> [Source text]
========================

Tuesday, April 20, 2010

For Same-Sex Couples, Equality in the Hospital

For Same-Sex Couples, Equality in the Hospital
By TARA PARKER-POPE
Copyright by the New York Times
April 19, 2010, 4:48 pm
http://well.blogs.nytimes.com/2010/04/19/for-same-sex-couples-equality-in-the-hospital/?th&emc=th


For people in same-sex relationships, aging carries an added burden of anxiety: the fear that in a health crisis their partner might be excluded from making medical decisions, even visiting their bedside.

Consider Tim Hare, 63, a retired architect in Easton, Pa., with a history of heart problems. He and his partner of 34 years, Earl Ball, were legally married in Canada in 2003. But whether hospitals and health care authorities in this country would recognize them as family members is an open question, even with President Obama’s order last week extending hospital visiting rights and decision-making authority to same-sex partners.

“This is a real fear everywhere I go,” Mr. Hare said. “I have been to a lot of specialists lately, and I look and think, ‘Wait till they hear the “husband” word.’ ”

Advocates and experts say that Mr. Obama’s memorandum to Kathleen Sebelius, the secretary of health and human services, is just a first step — that its success will depend on how vigorously it is carried out and enforced. It was prompted, in part, by the plight of Janice Langbehn, a social worker in Lacey, Wash., whose partner of 18 years, Lisa Pond, collapsed with an aneurysm during a Florida vacation in February 2007 and was taken to a Miami trauma center, where she later died. Although Ms. Langbehn was traveling with paperwork giving her legal rights during a medical emergency, she tried in vain for hours to persuade hospital officials to let her and the couple’s adopted children visit Ms. Pond.

Many hospitals around the country have adopted policies recognizing the rights of domestic partners, but how those policies are enforced often depends on the nurse or administrator in charge. Last year, the Human Rights Campaign Foundation, a gay, lesbian, bisexual and transgender civil rights group, and the Gay and Lesbian Medical Association released an equality index for 166 of the nation’s hospitals.

The groups reported that about a quarter of the hospitals did not have policies to protect patients from discrimination based on sexual orientation. Even at hospitals with antidiscrimination policies, there were several cases of same-sex partners excluded from the bedside of a partner or adopted child.

In Bakersfield, Calif., for instance, in a state where domestic partnership is recognized, only the biological mother was allowed to stay at the bedside of a child running a high fever. Her partner — the child’s adoptive mother — was told to stay in the waiting room, even as fathers and mothers were allowed to visit their children together.

Several years ago, while Mr. Hare was being treated for a heart attack, his cardiologist noticed his wedding ring and offered to bring his wife in from the waiting room. When he explained that he was married to a man, the cardiologist broke hospital rules to allow his partner, Mr. Ball, a chaplain at a different hospital, to visit him.

========================

> [Provided information]
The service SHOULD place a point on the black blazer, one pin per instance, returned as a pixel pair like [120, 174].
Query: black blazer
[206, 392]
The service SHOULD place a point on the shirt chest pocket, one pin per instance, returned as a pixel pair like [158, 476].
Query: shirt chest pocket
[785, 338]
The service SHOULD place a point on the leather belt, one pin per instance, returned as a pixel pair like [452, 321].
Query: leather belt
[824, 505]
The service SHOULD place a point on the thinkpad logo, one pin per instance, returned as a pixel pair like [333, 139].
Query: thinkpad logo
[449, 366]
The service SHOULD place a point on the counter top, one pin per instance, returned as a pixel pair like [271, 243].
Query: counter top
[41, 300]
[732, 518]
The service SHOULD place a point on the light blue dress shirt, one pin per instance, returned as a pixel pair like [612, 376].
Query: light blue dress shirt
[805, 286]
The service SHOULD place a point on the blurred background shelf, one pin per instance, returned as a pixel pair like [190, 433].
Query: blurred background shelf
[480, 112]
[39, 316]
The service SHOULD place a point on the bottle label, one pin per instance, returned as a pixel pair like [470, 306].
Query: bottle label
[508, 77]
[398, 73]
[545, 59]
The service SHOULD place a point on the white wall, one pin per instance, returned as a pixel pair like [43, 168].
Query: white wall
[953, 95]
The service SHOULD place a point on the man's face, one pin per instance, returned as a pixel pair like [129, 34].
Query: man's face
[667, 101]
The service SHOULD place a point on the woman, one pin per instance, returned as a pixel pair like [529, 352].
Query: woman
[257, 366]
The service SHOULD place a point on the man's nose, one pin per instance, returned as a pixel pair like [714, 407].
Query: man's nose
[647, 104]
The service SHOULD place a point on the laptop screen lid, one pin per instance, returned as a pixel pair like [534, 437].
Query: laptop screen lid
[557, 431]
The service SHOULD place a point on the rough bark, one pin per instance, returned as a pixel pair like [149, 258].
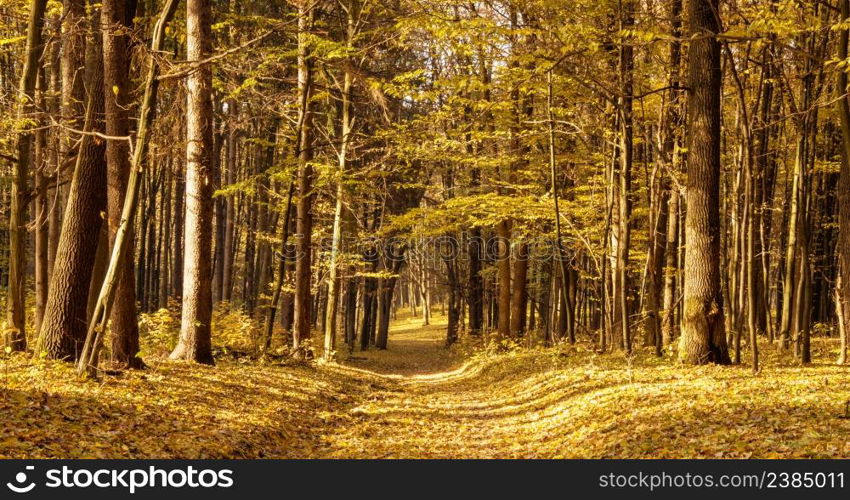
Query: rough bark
[195, 342]
[63, 329]
[703, 338]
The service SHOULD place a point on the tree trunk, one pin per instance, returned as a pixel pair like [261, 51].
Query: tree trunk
[117, 18]
[195, 342]
[15, 338]
[63, 329]
[843, 289]
[703, 338]
[304, 207]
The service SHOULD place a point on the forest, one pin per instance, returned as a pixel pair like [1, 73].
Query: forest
[424, 229]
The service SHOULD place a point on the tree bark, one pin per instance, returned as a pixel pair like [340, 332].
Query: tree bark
[63, 329]
[304, 207]
[703, 338]
[195, 343]
[15, 338]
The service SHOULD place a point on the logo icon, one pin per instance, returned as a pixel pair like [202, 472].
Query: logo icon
[21, 478]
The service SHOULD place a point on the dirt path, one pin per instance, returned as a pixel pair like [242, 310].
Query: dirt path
[418, 399]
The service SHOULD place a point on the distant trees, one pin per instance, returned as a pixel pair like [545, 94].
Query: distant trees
[533, 171]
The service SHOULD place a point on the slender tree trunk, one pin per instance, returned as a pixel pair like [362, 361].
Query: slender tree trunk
[117, 18]
[336, 242]
[703, 338]
[304, 207]
[63, 329]
[195, 343]
[843, 288]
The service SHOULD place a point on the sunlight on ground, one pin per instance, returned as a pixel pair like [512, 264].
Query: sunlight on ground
[421, 400]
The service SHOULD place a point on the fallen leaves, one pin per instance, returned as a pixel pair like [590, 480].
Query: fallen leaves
[420, 400]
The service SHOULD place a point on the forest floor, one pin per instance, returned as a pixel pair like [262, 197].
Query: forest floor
[420, 400]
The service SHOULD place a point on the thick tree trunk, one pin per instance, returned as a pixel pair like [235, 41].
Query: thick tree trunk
[703, 338]
[63, 329]
[195, 342]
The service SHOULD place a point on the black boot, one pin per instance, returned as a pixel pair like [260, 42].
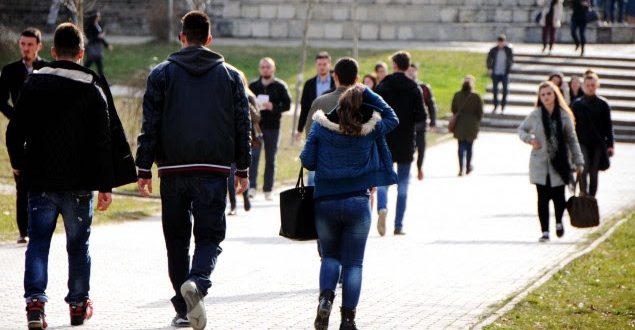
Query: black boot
[324, 310]
[348, 319]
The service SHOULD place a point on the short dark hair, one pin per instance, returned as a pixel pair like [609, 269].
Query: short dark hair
[68, 40]
[323, 55]
[32, 33]
[346, 70]
[196, 26]
[401, 59]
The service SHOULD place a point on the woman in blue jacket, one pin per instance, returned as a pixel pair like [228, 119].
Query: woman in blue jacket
[347, 150]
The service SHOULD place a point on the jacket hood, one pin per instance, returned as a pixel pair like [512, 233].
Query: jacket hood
[332, 123]
[196, 60]
[398, 81]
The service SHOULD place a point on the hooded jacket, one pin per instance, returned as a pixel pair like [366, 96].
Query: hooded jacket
[195, 117]
[60, 136]
[405, 97]
[346, 164]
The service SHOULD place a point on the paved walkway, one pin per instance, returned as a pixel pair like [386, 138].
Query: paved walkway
[471, 243]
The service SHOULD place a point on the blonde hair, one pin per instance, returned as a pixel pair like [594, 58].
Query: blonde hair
[562, 104]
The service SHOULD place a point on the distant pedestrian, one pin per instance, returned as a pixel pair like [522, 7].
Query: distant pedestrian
[579, 22]
[339, 141]
[11, 80]
[550, 130]
[575, 89]
[370, 81]
[550, 20]
[595, 132]
[381, 70]
[273, 99]
[557, 78]
[405, 97]
[256, 140]
[62, 139]
[467, 105]
[499, 62]
[430, 106]
[195, 130]
[96, 43]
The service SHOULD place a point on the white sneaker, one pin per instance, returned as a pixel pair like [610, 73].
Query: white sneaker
[381, 222]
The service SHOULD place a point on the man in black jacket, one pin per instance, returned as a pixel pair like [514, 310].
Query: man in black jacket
[195, 125]
[594, 128]
[499, 62]
[59, 139]
[405, 97]
[274, 99]
[322, 82]
[11, 81]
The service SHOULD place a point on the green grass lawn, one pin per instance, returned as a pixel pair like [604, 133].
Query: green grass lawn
[596, 291]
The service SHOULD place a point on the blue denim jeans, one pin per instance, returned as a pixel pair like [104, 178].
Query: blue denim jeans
[500, 79]
[76, 208]
[270, 141]
[204, 199]
[403, 172]
[343, 226]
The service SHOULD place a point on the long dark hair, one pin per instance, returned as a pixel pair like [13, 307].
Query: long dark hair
[349, 113]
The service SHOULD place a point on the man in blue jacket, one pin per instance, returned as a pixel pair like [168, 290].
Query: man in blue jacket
[195, 125]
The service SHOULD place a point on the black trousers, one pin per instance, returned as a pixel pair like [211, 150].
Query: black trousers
[547, 193]
[21, 205]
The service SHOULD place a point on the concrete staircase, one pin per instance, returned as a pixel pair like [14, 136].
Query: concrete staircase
[617, 80]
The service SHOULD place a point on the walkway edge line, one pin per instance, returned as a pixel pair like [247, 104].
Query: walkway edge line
[547, 276]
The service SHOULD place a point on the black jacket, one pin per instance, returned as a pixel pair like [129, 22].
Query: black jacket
[11, 80]
[491, 58]
[405, 97]
[278, 95]
[309, 94]
[195, 117]
[593, 121]
[60, 137]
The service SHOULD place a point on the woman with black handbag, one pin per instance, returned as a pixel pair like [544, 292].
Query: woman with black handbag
[549, 129]
[347, 150]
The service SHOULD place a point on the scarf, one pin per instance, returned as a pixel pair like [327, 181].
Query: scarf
[556, 145]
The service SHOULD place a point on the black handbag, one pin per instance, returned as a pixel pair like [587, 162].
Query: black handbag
[583, 210]
[297, 215]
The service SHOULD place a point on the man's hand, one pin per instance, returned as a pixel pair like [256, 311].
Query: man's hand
[241, 184]
[145, 187]
[103, 201]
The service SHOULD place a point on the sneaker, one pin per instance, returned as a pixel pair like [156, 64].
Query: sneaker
[559, 230]
[195, 306]
[180, 321]
[381, 222]
[35, 314]
[81, 312]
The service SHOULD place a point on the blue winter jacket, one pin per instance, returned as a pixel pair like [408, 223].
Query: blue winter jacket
[344, 163]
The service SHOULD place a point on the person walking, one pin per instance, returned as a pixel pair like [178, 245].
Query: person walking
[467, 106]
[195, 130]
[499, 62]
[11, 80]
[578, 23]
[339, 141]
[405, 97]
[96, 42]
[275, 99]
[550, 20]
[550, 130]
[322, 82]
[595, 132]
[61, 140]
[430, 106]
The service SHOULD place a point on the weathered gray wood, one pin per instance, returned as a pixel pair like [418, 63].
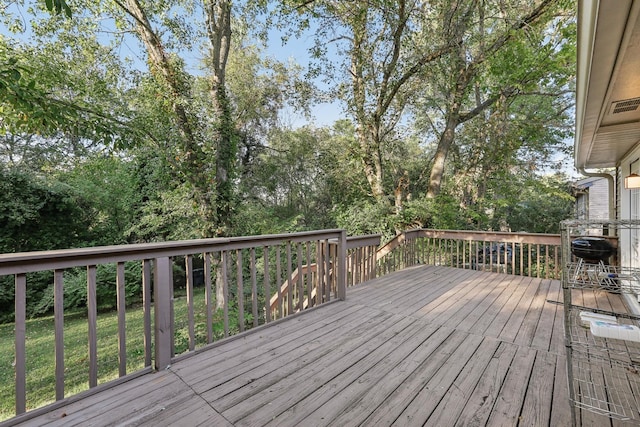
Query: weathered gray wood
[267, 288]
[352, 397]
[122, 318]
[254, 287]
[146, 307]
[240, 285]
[535, 410]
[162, 313]
[480, 404]
[191, 328]
[329, 374]
[426, 400]
[453, 402]
[367, 361]
[392, 407]
[20, 340]
[560, 409]
[58, 309]
[341, 270]
[224, 258]
[92, 314]
[247, 401]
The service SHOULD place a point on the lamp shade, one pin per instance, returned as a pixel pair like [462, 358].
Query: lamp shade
[632, 181]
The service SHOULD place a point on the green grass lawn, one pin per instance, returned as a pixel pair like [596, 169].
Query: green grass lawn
[41, 352]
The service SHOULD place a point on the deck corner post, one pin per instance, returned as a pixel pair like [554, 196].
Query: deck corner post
[342, 266]
[162, 282]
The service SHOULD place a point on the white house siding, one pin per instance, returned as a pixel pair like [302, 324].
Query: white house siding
[629, 208]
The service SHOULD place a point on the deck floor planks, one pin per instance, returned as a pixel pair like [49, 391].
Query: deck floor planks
[300, 370]
[426, 400]
[525, 333]
[544, 328]
[149, 395]
[237, 370]
[478, 407]
[350, 370]
[392, 407]
[195, 410]
[508, 405]
[507, 320]
[373, 396]
[425, 345]
[483, 308]
[345, 391]
[288, 389]
[421, 292]
[560, 410]
[540, 390]
[489, 316]
[438, 309]
[216, 361]
[451, 405]
[471, 296]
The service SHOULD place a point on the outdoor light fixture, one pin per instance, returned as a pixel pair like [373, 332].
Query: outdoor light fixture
[632, 181]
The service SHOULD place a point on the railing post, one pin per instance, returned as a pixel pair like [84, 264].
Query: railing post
[342, 266]
[162, 282]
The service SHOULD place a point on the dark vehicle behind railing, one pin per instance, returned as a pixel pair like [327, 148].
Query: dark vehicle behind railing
[196, 292]
[525, 254]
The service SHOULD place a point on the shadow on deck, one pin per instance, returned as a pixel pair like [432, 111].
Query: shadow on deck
[425, 346]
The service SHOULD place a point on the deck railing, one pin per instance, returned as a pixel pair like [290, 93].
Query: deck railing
[196, 292]
[526, 254]
[193, 293]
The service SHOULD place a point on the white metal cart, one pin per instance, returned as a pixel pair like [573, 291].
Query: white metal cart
[603, 371]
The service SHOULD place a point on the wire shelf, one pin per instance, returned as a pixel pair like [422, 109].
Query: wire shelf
[588, 345]
[611, 389]
[612, 278]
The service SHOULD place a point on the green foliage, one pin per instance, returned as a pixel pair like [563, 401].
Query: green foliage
[38, 214]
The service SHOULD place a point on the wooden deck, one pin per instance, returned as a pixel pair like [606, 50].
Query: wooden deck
[429, 345]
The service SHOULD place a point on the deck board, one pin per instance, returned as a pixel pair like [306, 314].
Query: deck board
[427, 346]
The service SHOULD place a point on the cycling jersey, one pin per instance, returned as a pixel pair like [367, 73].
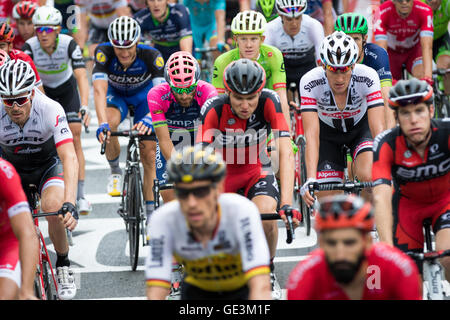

========================

> [Exercise instructions]
• 1. Answer these from the article on same-sex couples in hospitals:
(a) In what year were Tim Hare and Earl Ball legally married in Canada?
(b) For how many of the nation's hospitals did the equality index rate policies?
(c) In which city was only the biological mother allowed to stay at the bedside of a child running a high fever?
• 2. Write the next few paragraphs of the article on same-sex couples in hospitals, starting after its final sentence.
None of the rows are needed for the tasks.

> [Outputs for the tasks]
• 1.
(a) 2003
(b) 166
(c) Bakersfield, Calif.

• 2.
“The reality is that it’s still up to interpretation,” Mr. Ball said. “How they’re going to respond depends on what nurse is in charge and what their take is.”

Josh Thomas, 58, battled administrators at a Cincinnati hospital when his partner of eight years, Jack Thomas Dawson, was being treated for severe vasculitis, an inflammatory disease that led to his death three years ago. Even though he had the necessary legal documents, Mr. Thomas said, hospital workers refused to keep him informed of Mr. Dawson’s condition. Mr. Thomas, who at the time was the editor of a gay newspaper, said he was finally given access to his partner’s medical information after threatening to hold a news conference in front of the hospital.

“We had all of the paperwork that any gay couple could have in the State of Ohio,” he said. “They said, ‘You’re not family.’ ”

John Berry, 59, an artist in Seattle, had exchanged rings with his partner of 10 months and the two were planning a New Hampshire wedding when the partner suffered a stroke. The couple had not completed their mutual health care proxies, and Mr. Berry was banned from further visits after he and a doctor clashed over treatment. Later, the patient’s father took over his care and relocated him to another state. Mr. Berry hasn’t seen his partner for two years.

“Everybody knew we were a couple, even the grandmother,” he said. “Had we been able to have his voice expressed in the hospital, none of this would be happening right now.”

Even in states that recognize domestic partnerships, the fear of being denied access to a loved one in a medical emergency is always there, said Helen Mendoza, 46, a documentary filmmaker in South Pasadena, Calif., who married her partner of 17 years in 2008, when the state still allowed same-sex marriage.

“As we age and encounter health problems, it’s that extra concern,” said Ms. Mendoza, who has two children with her partner, Pam Privett. “Do I have my papers in order? Will the family structure be honored by a hospital or nursing home? It’s a real and present concern that we have in the back of our heads all the time. It weighs heavy.”